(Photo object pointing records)
● ● ● ● ●

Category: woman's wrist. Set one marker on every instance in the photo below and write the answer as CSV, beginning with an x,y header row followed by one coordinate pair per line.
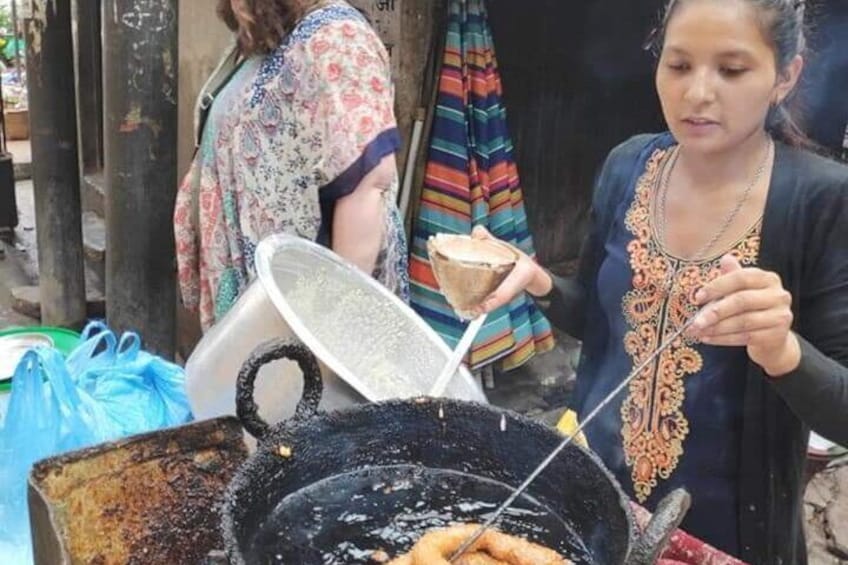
x,y
542,284
786,360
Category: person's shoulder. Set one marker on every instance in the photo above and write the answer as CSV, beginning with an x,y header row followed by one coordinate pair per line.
x,y
341,20
638,147
337,27
821,176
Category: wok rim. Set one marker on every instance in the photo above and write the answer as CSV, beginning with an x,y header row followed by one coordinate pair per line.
x,y
256,462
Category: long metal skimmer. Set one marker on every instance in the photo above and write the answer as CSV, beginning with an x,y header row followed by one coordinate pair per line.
x,y
544,465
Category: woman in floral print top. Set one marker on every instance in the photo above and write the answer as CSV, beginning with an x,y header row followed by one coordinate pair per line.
x,y
301,140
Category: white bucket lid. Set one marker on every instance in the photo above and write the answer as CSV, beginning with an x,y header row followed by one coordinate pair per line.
x,y
352,323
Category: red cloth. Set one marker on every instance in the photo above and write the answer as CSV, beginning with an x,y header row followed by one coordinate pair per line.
x,y
684,549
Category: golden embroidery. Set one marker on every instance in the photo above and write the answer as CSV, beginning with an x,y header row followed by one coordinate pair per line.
x,y
653,424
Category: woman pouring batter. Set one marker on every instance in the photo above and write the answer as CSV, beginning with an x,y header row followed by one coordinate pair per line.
x,y
297,136
729,219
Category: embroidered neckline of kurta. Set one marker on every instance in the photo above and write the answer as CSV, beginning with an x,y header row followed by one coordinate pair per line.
x,y
654,426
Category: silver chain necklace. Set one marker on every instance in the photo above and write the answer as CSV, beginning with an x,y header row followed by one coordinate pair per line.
x,y
660,213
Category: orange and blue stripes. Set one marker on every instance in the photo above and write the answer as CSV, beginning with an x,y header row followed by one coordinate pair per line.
x,y
471,179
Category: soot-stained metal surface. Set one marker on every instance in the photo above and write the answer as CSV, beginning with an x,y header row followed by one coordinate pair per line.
x,y
153,498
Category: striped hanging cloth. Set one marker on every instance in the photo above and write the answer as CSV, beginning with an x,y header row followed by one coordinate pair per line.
x,y
472,179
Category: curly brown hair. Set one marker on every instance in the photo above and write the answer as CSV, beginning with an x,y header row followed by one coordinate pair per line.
x,y
262,24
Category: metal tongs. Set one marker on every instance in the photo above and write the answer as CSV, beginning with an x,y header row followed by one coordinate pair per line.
x,y
520,490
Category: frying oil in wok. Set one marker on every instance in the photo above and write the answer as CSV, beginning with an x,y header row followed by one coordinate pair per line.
x,y
345,518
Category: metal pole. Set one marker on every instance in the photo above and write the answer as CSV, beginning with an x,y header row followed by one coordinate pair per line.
x,y
89,81
140,146
55,174
15,36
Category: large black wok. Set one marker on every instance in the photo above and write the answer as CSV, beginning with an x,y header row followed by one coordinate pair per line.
x,y
330,488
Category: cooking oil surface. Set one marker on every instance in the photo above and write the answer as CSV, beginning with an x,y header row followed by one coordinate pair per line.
x,y
346,518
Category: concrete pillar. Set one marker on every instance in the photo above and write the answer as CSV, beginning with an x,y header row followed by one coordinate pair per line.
x,y
89,82
140,140
56,176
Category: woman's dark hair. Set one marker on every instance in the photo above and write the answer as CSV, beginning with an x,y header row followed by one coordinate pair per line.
x,y
783,25
264,22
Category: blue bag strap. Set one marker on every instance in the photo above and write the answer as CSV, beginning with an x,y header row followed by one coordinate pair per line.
x,y
128,348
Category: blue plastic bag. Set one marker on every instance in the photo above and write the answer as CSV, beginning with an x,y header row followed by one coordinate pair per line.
x,y
47,415
140,391
106,389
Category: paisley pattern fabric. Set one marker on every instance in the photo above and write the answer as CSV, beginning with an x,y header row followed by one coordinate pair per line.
x,y
289,134
660,302
679,423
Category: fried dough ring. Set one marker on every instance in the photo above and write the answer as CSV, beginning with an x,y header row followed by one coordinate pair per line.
x,y
493,548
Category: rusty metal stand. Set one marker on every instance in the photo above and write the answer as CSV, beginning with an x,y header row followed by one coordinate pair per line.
x,y
140,142
56,176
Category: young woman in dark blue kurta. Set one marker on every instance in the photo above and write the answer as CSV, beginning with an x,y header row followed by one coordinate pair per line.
x,y
728,219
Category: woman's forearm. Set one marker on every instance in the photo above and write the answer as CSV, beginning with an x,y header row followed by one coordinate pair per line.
x,y
359,217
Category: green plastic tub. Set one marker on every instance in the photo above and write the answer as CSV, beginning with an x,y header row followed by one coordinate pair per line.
x,y
15,341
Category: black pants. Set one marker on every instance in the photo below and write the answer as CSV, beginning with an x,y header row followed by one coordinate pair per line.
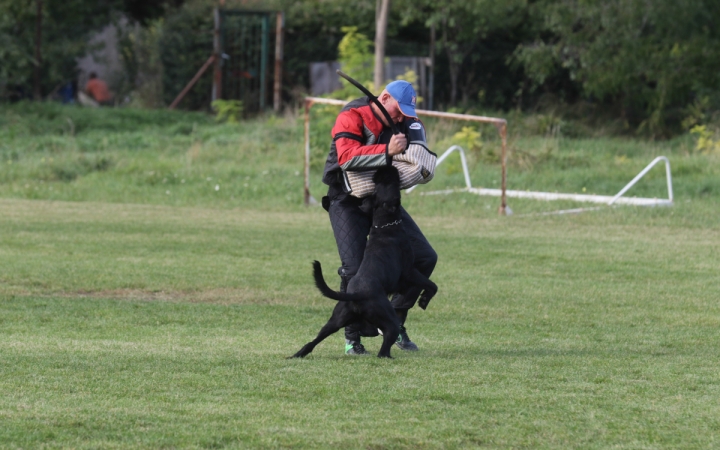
x,y
351,226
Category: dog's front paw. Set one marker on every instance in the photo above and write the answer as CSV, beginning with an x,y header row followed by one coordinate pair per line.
x,y
424,300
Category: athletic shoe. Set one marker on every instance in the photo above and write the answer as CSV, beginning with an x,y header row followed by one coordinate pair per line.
x,y
404,341
354,348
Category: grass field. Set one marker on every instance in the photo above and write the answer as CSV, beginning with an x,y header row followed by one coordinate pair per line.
x,y
133,318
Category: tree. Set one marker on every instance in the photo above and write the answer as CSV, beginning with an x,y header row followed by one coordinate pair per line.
x,y
381,18
461,24
650,57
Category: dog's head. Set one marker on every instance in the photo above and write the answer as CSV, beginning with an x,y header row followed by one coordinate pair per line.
x,y
387,188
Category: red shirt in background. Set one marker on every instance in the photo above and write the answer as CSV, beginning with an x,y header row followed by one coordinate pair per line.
x,y
98,90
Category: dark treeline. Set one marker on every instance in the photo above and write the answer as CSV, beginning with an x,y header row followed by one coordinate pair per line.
x,y
653,64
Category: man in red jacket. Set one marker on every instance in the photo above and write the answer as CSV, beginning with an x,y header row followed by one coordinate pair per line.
x,y
361,139
98,90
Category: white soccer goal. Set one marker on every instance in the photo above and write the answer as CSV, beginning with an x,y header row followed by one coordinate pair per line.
x,y
503,193
608,200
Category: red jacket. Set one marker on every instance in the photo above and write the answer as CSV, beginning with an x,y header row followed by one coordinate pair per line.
x,y
360,140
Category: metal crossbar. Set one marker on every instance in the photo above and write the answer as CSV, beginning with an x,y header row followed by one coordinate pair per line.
x,y
606,199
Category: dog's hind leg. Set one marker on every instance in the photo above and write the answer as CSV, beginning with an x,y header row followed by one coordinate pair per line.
x,y
418,280
388,322
390,335
342,315
325,331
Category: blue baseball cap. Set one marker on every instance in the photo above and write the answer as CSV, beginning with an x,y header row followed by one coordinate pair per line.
x,y
403,92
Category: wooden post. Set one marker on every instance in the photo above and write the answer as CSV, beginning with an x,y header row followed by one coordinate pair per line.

● ● ● ● ●

■ **STATED TASK**: Put the lines of the material above into a numbered list, leaving out the blank lines and the pictures.

■ **ANSWER TO THE EXERCISE**:
1. Category: woman's wrist. Set one marker on every instance in the photo below and write the answer as CSV, beginning with an x,y header row followed by one coordinate pair per line.
2. x,y
3. 542,284
4. 786,360
5. Category: person's shoulder. Set one marker on every instance in the photo above and write the answer as CSV, beginning with an x,y header row followed by one coordinate pair per line.
6. x,y
7. 341,20
8. 638,147
9. 337,27
10. 821,176
11. Category: wok rim. Set one marker on every instance in the photo above and write the answer as CSV, beginning with an x,y header row followed by one coordinate pair per line.
12. x,y
13. 256,462
14. Category: long metal skimmer. Set one marker on every instance in the photo above and write the answer as CSV, beginning with an x,y header row followed by one coordinate pair per line.
15. x,y
16. 544,465
17. Category: woman in floral print top. Set one marker on every instance in the photo above and write the answer as CSV, beginning with an x,y header row followed by one coordinate pair per line.
18. x,y
19. 301,140
20. Category: white bucket lid. Set one marker on every instance in the photo above and write the answer as CSV, beginning with an x,y header row followed by one coordinate pair per line.
21. x,y
22. 352,323
23. Category: red cloth. Set one marker on every instance in the photo above and write the answer as CSV, beginning with an x,y header row followed by one coordinate pair per line.
24. x,y
25. 684,549
26. Category: golden embroidery. Set one marker on every instance in the photo above and write the answer as CSV, beginning with an x,y header row followed by one coordinate pair per line.
27. x,y
28. 653,424
29. Category: woman pouring batter. Set one marker on every instance in the photo above and write the answer as CSV, beginning with an x,y header row followed by one coordinate pair per line.
30. x,y
31. 297,136
32. 729,219
33. Category: embroidered neckline of kurta. Set one marker on every instance in the photo above and write the answer as CSV, beginning with an x,y header row followed by one coordinate pair per line.
34. x,y
35. 654,426
36. Category: silver chain necklace. Set one marker on every instance in the photo above and write the answer as CSV, beginning with an x,y header row followed by one coordinate pair per line.
37. x,y
38. 660,213
39. Category: orange and blue stripes. Set one marker on every instance in the photo above and write the answer as CSV, beginning with an x,y header row followed by one coordinate pair per line.
40. x,y
41. 471,179
42. Category: soot-stained metal surface. Set one marker on every instance in the photo above and write the answer as CSV, beginning with an x,y header row followed by one coordinate pair per line.
43. x,y
44. 153,498
45. Category: striped hanging cloth. Set one marker on every instance in the photo above and write the answer as CSV, beginning with an x,y header row followed by one coordinate pair per line.
46. x,y
47. 472,179
48. Category: curly brown hair. Set one marker on every instance in the photo above and write the answer as CSV, beginning with an x,y header row followed by one coordinate pair per line.
49. x,y
50. 262,24
51. Category: metal tongs. Set one marker on every instance in the photo above and write the answer as CSV, beginning with an x,y header row followed by one coordinate pair per line.
52. x,y
53. 520,490
54. Category: frying oil in wok. Set one marker on every instance in the photo above and write the answer as CSV, beginning with an x,y header row followed by one coordinate pair per line.
55. x,y
56. 345,518
57. Category: metal pole. Set one marker on every instance in the photo above and write the answer as CSV, beginning with an x,y header row followed by one coordinate pair per line.
58. x,y
59. 89,81
60. 140,146
61. 55,174
62. 15,36
63. Category: large black wok. Set one marker on every instance in the photo above and write the answer as CSV, beginning with an x,y header row followed by one coordinate pair per line.
64. x,y
65. 330,488
66. Category: cooking oil surface. Set one marker on every instance in the photo above and write the answer as CSV, beginning with an x,y header row followed by one coordinate pair per line.
67. x,y
68. 346,518
69. Category: concrete pillar. Set one marker on every instance in the photo above and write the answer as CSV, beginning with an x,y header row followed by one coordinate pair per line.
70. x,y
71. 89,82
72. 140,140
73. 56,176
74. Category: woman's dark hair. Set one marker on every instance in the photo above and write the answer as CSV, beginning with an x,y header row followed by one coordinate pair per line.
75. x,y
76. 783,25
77. 264,22
78. Category: blue bag strap. Set one marker on every instance in the photo above and write the answer as CSV, beginning with an x,y header row followed by one coordinate pair per line.
79. x,y
80. 128,348
81. Category: blue plastic bag. Set one marker on every instance in the photo above and write the answer as CSV, beginning with an x,y header row followed by one coordinate pair per line.
82. x,y
83. 47,415
84. 140,391
85. 106,389
86. Category: paisley pattern fabric. Set one marker on every instance in the photo above and write the answer as CSV, beginning with an x,y header row followed by one coordinate pair per line.
87. x,y
88. 289,134
89. 660,302
90. 679,423
91. Category: fried dough ring. Set one marker on every instance in the photo above and write the answer as CSV, beginning with an x,y header row followed by one coordinate pair per line.
92. x,y
93. 493,548
94. Category: rusty metal stand. Set one marker on every instance in the photo above and write the answer as CSV, beginning with an x,y header row followed by one coordinate pair per line.
95. x,y
96. 140,142
97. 56,176
98. Category: young woman in dark blue kurta. Set one marker on every instance in the photo above and write the answer as CSV, beginning with an x,y header row followed by one coordinate pair per line.
99. x,y
100. 728,219
101. Category: woman's forearm. Set one marker on every instance in the photo above and write the answer as CSV, beginning with an x,y header row followed by one coordinate pair per line.
102. x,y
103. 359,217
104. Category: green plastic tub. Set one marker on every instance in the photo above and write the answer as CSV, beginning with an x,y header row followed by one coordinate pair per line.
105. x,y
106. 15,341
107. Category: black pants. Set one marker on every instance in the photo below and write the answer as CSV, beginning with an x,y header row followed by one coordinate pair per line.
108. x,y
109. 351,226
110. Category: dog's front paw. Set one marker on every instance in the photo above and write the answer as CSV, beginning with an x,y header row followed by one coordinate pair per line.
111. x,y
112. 424,300
113. Category: athletic shoe. Set one marker on every instance in the photo above and write the answer as CSV, beginning with an x,y header row followed by one coordinate pair per line.
114. x,y
115. 404,341
116. 354,348
117. Category: grass field. Set one marker on every instance in the photo above and write the answer as CSV, beginning with an x,y header row followed by one coordinate pair per line.
118. x,y
119. 133,318
120. Category: tree. Set one marker on every instance in the photo above and write the answer as CSV, beginning with an x,y header row followed by one coordinate pair per line.
121. x,y
122. 381,18
123. 461,24
124. 650,57
125. Category: dog's head. Set one marker on every instance in the photo above and write the answer as CSV, beginning with an x,y header row followed by one coordinate pair per line.
126. x,y
127. 387,188
128. Category: red shirt in background. Set one marker on every instance in the photo above and write the answer as CSV, beginning with an x,y header row followed by one coordinate pair per line.
129. x,y
130. 98,90
131. Category: dark treeline. Set one marker on every instance in the photo above and write the answer as CSV, beginning with an x,y header row followed by one coordinate pair per line.
132. x,y
133. 653,64
134. Category: man in red jacket. Set one marker on every instance in the photo above and write the answer as CSV, beginning with an x,y header row followed by one coordinate pair per line.
135. x,y
136. 361,139
137. 98,90
138. Category: white soccer goal. Set one marker on every instance in the photo above and write the answer as CSV, beginning with an x,y header row followed by one coordinate pair per line.
139. x,y
140. 503,193
141. 608,200
142. Category: red jacket. Set one marker on every instance in the photo above and write the answer as CSV, beginning with an x,y header row followed by one coordinate pair per line.
143. x,y
144. 360,140
145. Category: metal crossbar. Set one marker on every instance in the photo above and write the answer as CSV, beginning with an x,y header row followed by one coordinate pair per line.
146. x,y
147. 606,199
148. Category: dog's hind leg. Set one marker on every instance in the photo above and write the answer as CSV, beginning with an x,y header row followed by one coordinate pair per line.
149. x,y
150. 418,280
151. 388,322
152. 390,335
153. 342,315
154. 325,331
155. Category: blue baseball cap. Set one marker on every instance in the photo above and write the answer as CSV, beginning with an x,y header row followed by one coordinate pair per line.
156. x,y
157. 403,92
158. Category: wooden post. Set one marker on every instance in the photo above and write the answer as CSV, beginning with an x,y header row followed by one coordinate pair per line.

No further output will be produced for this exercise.